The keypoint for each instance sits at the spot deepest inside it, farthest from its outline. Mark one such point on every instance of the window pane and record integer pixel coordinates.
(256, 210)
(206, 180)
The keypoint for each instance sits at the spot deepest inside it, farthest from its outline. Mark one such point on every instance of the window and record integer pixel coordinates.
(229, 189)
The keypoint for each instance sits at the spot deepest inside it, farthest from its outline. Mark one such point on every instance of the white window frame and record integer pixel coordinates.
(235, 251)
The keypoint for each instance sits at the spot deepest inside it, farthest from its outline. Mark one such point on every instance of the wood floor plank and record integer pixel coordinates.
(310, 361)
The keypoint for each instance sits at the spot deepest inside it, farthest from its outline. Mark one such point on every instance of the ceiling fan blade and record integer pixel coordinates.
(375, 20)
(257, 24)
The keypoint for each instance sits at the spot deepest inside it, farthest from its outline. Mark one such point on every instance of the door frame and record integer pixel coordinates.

**Directive**.
Please write out again the rows from the line with "blade and record integer pixel coordinates." through the end of the rows, substituting "fan blade" for "ceiling fan blade" and leaving everything else unchanged. Give only those lines.

**Output of the exercise**.
The keypoint for each instance sits at the spot deepest inside it, farthest from its outline. Mark one such point on every instance of the fan blade and record integer pixel coordinates.
(375, 20)
(257, 24)
The keypoint for each instance sits at the spot deepest inside it, farthest from its outline. Mark one such point on every instance of the door frame and record integer pixel coordinates.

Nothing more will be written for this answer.